Repeat the lines of the listing below exactly, starting at the line that contains "Task: point out every instance of the fallen" and running through the last line, both included, and only those.

Saved data entries
▬▬▬
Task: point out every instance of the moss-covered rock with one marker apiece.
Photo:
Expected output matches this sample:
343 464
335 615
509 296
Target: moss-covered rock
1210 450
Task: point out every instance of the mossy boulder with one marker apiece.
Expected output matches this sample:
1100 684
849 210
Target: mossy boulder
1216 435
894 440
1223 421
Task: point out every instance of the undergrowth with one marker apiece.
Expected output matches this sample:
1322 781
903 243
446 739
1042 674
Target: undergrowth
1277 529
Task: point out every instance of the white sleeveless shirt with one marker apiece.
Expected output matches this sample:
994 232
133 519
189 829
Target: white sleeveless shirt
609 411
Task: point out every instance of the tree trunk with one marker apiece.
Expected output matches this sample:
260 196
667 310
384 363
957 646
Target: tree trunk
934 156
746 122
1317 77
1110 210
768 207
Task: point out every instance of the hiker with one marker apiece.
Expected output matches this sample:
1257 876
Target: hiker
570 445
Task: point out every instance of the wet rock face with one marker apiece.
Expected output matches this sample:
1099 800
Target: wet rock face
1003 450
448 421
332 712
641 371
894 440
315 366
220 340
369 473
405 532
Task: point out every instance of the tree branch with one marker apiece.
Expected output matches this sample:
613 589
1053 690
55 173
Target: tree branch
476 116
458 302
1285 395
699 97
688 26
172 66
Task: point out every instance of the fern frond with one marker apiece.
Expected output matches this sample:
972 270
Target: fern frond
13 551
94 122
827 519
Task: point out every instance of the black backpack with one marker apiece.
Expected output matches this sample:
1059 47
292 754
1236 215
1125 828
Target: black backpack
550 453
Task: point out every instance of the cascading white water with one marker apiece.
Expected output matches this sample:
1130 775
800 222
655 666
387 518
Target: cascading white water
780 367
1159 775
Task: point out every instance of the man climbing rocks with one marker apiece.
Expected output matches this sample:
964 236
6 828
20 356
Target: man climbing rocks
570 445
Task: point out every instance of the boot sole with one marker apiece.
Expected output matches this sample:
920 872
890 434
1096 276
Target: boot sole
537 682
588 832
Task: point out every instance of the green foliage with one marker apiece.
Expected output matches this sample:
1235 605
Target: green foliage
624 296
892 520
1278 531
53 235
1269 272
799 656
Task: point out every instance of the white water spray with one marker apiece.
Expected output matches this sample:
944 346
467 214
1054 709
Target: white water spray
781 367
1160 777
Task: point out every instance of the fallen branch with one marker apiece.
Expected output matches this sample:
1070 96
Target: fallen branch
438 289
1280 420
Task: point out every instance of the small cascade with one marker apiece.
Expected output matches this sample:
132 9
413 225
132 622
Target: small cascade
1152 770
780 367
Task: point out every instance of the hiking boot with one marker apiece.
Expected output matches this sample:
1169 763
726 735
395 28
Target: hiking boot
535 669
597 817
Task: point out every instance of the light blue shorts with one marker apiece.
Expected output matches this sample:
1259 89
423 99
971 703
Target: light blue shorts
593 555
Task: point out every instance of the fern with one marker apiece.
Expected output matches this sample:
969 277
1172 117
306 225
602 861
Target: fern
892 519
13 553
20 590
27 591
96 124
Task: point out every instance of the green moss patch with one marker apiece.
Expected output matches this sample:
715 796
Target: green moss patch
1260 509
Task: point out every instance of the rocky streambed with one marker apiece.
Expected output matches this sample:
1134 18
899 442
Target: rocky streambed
▬▬▬
**Task solution:**
Task: point out every instance of the fallen branch with one marker apiece.
Expected output matches this sample:
1070 96
Target: fallen branch
438 289
1280 420
Task: point out every instance of the small cascade with one marker apiece.
Expected output matches this sample:
132 9
413 225
132 622
Target: small cascade
1152 770
780 367
Task: point out every instance of the hiking boot with one marker apiece.
Expected output matches this sample:
1169 763
726 735
395 28
Target: hiking boot
535 669
597 817
Task: point out every instance of the light blue shorts with one marker apiece.
Expected output matches this sample:
1259 89
423 99
971 703
Target: light blue shorts
593 555
Task: point out every instance of the fern with one marker apiece.
Expected output matches this sample:
969 277
1172 117
306 225
602 861
Target: fern
892 519
13 553
20 590
27 591
96 124
Task: point out every instance of the green moss patch with one marker apiece.
Expected output matches this sample:
715 796
Target: green moss patch
1260 509
Task: point out every instance of the rocky streambed with one marker apiece.
Expected output matches this sample:
1134 18
899 442
Target: rocky streambed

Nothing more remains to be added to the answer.